§ **Aim of the task**: Starting at the line with "Identify every instance of the underwater", repeat every line exactly until the records end, including the last one.

(Natural language region descriptions)
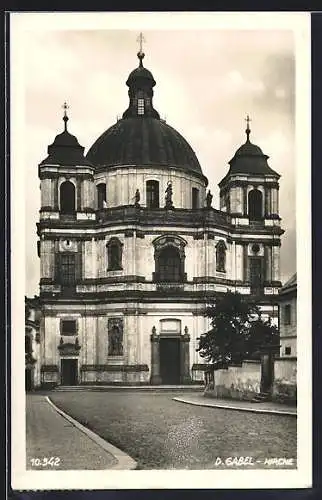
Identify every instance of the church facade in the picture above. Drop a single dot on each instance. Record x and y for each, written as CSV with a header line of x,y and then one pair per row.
x,y
131,249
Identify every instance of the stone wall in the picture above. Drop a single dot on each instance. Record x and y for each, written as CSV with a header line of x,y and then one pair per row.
x,y
236,382
285,380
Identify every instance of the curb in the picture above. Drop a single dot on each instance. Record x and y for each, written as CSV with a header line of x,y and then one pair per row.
x,y
238,408
124,461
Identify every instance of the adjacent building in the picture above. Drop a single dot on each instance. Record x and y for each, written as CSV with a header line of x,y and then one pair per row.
x,y
32,343
131,249
285,366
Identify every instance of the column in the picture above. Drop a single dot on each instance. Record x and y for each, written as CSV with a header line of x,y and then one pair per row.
x,y
245,200
155,378
268,263
185,377
266,203
245,262
55,192
276,262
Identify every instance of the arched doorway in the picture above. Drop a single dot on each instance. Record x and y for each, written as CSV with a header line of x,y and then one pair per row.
x,y
255,200
28,379
67,197
169,264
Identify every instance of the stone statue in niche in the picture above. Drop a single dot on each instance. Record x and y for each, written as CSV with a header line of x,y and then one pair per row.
x,y
168,196
209,199
137,198
115,337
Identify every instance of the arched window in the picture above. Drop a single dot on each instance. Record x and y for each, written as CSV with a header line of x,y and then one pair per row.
x,y
169,265
115,341
255,204
28,348
152,194
195,198
67,197
101,195
221,257
114,254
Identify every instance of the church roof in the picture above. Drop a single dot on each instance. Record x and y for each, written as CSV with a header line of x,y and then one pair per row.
x,y
143,141
141,137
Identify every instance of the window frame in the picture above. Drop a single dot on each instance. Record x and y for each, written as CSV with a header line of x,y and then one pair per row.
x,y
287,314
112,263
221,252
195,198
68,332
141,106
70,198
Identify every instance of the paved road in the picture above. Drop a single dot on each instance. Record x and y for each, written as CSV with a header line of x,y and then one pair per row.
x,y
163,434
51,435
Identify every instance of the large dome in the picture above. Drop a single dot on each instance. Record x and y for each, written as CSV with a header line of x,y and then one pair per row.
x,y
143,141
140,138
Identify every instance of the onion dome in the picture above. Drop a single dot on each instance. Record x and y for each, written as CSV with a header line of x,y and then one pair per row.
x,y
141,137
250,159
65,150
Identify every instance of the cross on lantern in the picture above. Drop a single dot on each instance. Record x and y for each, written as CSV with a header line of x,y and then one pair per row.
x,y
65,118
141,40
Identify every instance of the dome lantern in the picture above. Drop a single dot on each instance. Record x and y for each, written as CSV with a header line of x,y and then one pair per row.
x,y
65,150
141,83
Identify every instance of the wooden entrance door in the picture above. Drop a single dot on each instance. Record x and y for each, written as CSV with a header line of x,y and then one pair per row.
x,y
69,368
28,379
170,361
267,373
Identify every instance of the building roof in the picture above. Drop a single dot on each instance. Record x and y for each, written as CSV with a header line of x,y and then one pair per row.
x,y
249,159
290,286
142,138
66,150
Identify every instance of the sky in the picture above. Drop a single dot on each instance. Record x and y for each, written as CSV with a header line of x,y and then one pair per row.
x,y
207,81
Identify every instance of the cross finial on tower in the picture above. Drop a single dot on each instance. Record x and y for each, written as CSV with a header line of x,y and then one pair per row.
x,y
141,54
65,117
248,120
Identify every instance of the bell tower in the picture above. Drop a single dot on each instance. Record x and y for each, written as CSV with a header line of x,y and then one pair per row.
x,y
67,201
249,194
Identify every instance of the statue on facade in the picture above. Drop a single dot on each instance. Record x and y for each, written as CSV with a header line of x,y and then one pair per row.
x,y
115,345
137,198
168,196
209,198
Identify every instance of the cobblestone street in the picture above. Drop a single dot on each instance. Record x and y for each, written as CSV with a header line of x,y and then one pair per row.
x,y
160,433
49,435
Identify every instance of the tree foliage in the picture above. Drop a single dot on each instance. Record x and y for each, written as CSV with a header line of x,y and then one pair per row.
x,y
237,331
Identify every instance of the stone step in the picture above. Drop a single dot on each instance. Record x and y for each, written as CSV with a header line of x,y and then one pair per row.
x,y
152,388
261,397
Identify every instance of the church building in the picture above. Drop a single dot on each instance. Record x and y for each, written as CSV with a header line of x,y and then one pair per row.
x,y
131,249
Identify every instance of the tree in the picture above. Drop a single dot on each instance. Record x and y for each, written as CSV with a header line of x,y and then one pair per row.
x,y
237,331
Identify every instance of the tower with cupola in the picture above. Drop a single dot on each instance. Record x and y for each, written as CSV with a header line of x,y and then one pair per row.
x,y
249,194
131,249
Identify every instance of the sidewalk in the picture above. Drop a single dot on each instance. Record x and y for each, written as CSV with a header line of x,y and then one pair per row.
x,y
50,434
231,404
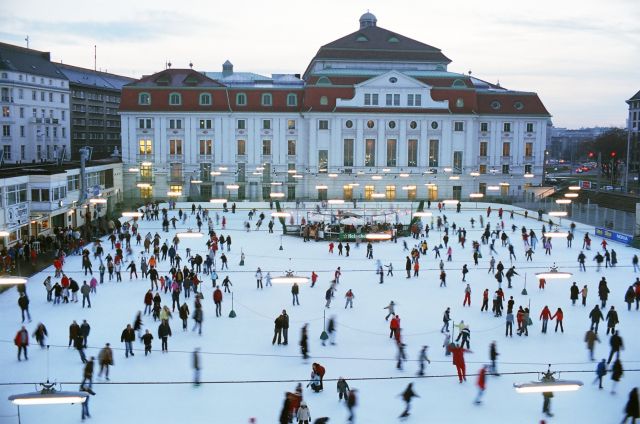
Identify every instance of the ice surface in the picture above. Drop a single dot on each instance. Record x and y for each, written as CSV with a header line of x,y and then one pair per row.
x,y
240,349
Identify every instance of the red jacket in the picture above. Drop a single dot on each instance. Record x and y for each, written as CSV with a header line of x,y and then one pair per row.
x,y
545,314
395,323
458,354
217,296
22,338
482,375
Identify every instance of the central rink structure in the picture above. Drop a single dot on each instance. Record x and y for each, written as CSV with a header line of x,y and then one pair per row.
x,y
244,377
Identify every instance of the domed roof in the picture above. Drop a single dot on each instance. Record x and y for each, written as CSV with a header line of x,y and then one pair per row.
x,y
367,20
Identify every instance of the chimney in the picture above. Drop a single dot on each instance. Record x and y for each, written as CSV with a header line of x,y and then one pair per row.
x,y
227,69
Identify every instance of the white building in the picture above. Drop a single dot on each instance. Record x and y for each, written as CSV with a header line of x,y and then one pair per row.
x,y
34,199
375,114
34,97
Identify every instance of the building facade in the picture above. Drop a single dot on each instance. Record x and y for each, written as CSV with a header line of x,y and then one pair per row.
x,y
34,97
375,115
34,199
95,98
633,126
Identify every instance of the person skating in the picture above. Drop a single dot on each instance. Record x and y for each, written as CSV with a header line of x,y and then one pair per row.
x,y
591,338
391,307
277,331
304,343
601,371
147,339
128,336
481,383
422,357
23,303
105,358
632,408
616,374
458,360
87,373
612,320
407,395
164,332
596,316
616,344
21,340
303,415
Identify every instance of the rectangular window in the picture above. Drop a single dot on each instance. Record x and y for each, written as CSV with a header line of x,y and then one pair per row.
x,y
506,149
528,149
369,152
484,148
291,147
368,192
348,152
323,160
242,147
266,147
390,192
457,162
144,146
412,152
206,124
206,147
433,152
392,147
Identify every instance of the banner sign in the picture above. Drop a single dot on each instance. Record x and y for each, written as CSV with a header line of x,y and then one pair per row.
x,y
614,235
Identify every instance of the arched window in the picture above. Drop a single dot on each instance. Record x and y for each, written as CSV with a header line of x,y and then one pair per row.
x,y
144,99
205,99
175,99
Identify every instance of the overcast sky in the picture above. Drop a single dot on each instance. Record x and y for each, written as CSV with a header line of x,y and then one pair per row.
x,y
581,56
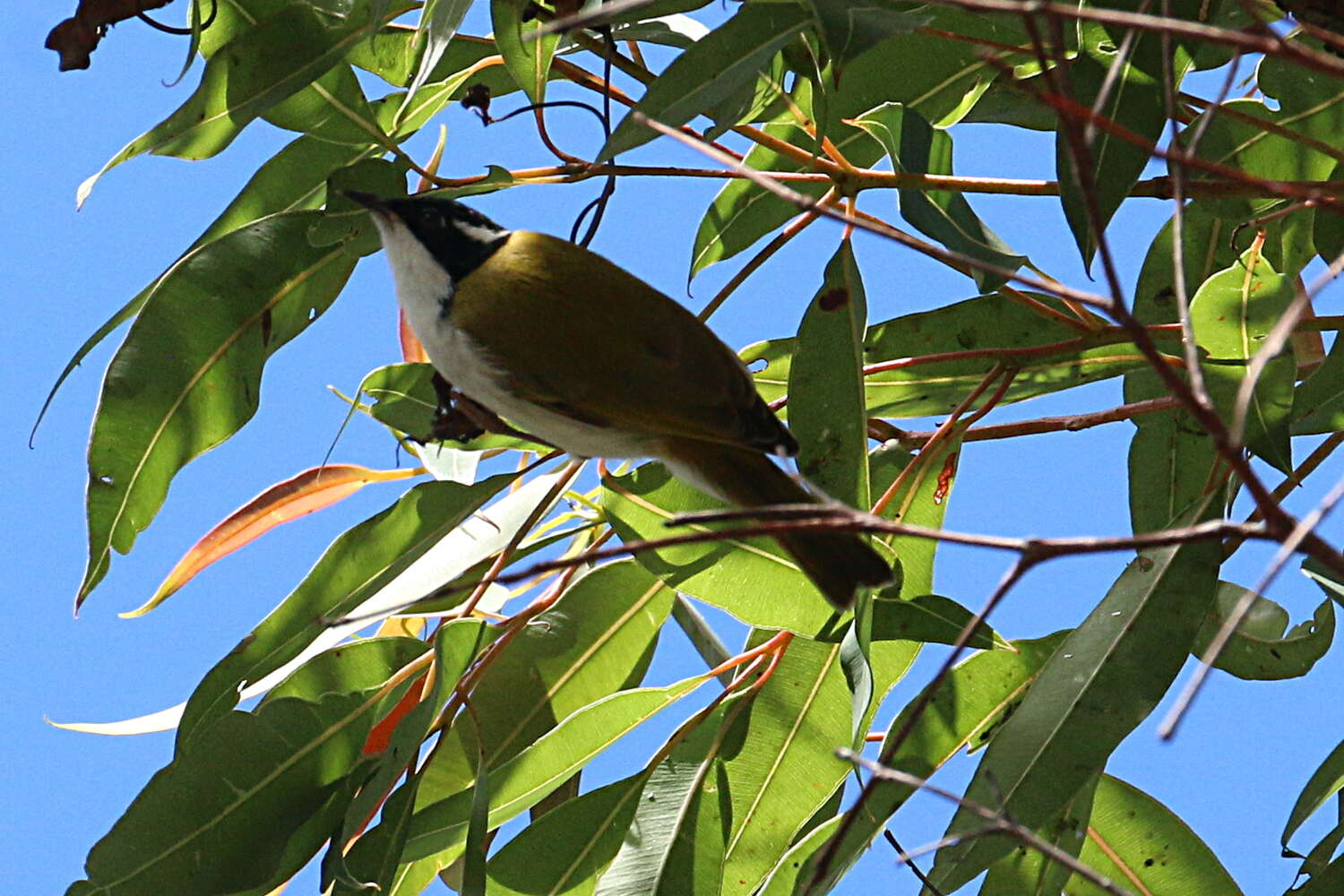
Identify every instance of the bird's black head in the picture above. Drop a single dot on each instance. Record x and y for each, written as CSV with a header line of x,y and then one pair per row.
x,y
459,238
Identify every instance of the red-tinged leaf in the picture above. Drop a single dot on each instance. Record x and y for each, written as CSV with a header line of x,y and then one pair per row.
x,y
382,732
282,503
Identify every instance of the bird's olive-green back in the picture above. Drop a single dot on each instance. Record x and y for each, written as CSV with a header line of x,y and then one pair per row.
x,y
574,332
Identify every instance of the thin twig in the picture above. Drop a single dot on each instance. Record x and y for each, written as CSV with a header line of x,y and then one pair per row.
x,y
997,821
1206,662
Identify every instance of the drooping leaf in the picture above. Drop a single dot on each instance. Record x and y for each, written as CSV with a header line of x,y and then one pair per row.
x,y
1171,457
710,70
405,400
750,578
825,384
297,495
1262,648
438,24
978,335
965,711
596,640
1102,681
231,813
534,772
188,374
1030,872
1134,840
526,56
242,80
292,179
357,565
913,147
1327,780
1134,102
567,848
675,842
938,78
851,27
922,500
376,855
1231,314
332,108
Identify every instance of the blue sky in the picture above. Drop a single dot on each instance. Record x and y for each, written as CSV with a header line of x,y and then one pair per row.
x,y
1231,774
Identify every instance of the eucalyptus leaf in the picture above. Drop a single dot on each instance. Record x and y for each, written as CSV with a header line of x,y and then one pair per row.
x,y
710,70
244,80
913,147
1262,648
352,568
166,400
1102,681
1134,839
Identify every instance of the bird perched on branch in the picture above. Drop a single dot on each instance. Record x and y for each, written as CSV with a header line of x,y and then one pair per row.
x,y
566,346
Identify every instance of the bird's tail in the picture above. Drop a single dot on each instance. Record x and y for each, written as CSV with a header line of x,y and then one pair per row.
x,y
836,562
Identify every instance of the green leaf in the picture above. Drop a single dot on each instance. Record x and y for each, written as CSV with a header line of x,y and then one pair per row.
x,y
596,640
927,618
344,220
1231,140
825,384
710,70
1327,780
787,769
523,780
374,857
347,668
1324,883
1319,401
226,814
852,27
675,842
292,179
994,322
1328,236
1102,681
526,56
188,374
938,78
1134,102
1262,648
569,847
438,24
750,578
332,108
405,401
921,501
1171,457
1029,872
1231,314
242,80
945,217
1136,840
357,565
965,711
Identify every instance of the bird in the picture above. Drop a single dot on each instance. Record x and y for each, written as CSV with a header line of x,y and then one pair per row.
x,y
561,343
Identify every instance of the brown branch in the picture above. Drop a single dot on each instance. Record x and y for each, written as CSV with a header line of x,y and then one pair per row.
x,y
1289,546
1064,424
997,823
75,38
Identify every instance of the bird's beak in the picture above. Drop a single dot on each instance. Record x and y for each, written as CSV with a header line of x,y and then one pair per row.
x,y
373,203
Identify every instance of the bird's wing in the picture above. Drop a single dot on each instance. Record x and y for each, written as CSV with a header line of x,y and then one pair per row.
x,y
631,359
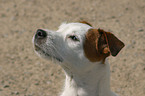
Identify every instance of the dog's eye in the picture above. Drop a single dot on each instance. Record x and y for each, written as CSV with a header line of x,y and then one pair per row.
x,y
74,38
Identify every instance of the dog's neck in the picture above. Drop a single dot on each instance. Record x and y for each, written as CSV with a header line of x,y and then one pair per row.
x,y
94,82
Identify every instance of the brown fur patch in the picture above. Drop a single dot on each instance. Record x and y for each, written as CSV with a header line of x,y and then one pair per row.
x,y
99,44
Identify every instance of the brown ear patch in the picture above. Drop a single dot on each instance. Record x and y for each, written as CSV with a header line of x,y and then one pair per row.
x,y
91,49
99,44
114,44
84,22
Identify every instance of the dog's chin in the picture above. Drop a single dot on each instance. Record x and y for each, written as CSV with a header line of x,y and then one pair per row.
x,y
45,55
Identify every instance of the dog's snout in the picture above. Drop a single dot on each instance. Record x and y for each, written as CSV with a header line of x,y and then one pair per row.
x,y
40,34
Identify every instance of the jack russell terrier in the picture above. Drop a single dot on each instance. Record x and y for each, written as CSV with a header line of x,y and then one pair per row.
x,y
81,51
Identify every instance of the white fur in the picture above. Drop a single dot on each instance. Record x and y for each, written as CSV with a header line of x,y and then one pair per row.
x,y
83,78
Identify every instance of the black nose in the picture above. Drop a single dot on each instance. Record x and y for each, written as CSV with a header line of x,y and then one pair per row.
x,y
41,34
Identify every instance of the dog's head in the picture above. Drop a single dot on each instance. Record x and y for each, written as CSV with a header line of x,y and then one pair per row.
x,y
76,44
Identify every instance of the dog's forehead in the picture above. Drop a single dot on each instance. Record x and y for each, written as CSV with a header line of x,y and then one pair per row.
x,y
70,28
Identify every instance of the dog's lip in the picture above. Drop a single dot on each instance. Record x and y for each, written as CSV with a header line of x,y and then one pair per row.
x,y
37,48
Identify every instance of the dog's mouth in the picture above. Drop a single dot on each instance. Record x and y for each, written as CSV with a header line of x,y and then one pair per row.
x,y
39,50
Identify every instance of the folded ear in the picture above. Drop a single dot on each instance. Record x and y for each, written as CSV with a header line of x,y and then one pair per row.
x,y
114,44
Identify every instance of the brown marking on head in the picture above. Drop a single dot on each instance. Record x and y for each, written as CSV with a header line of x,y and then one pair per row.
x,y
84,22
100,44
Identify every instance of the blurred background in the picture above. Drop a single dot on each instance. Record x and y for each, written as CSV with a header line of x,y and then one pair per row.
x,y
23,73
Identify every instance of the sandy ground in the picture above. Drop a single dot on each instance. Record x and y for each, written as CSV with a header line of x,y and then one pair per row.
x,y
23,73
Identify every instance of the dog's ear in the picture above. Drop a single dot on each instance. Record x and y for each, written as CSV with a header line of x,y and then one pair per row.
x,y
100,44
108,42
84,22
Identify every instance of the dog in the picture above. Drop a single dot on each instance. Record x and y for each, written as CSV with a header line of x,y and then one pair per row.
x,y
82,52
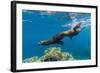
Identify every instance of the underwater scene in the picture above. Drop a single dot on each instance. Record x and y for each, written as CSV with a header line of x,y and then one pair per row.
x,y
55,36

§ **Solution**:
Identify every instance of the underwater scene in the picture above. Drop a single dot on each instance. Record x and y for each, written as CSV with a header line of x,y and then one pair per row.
x,y
55,36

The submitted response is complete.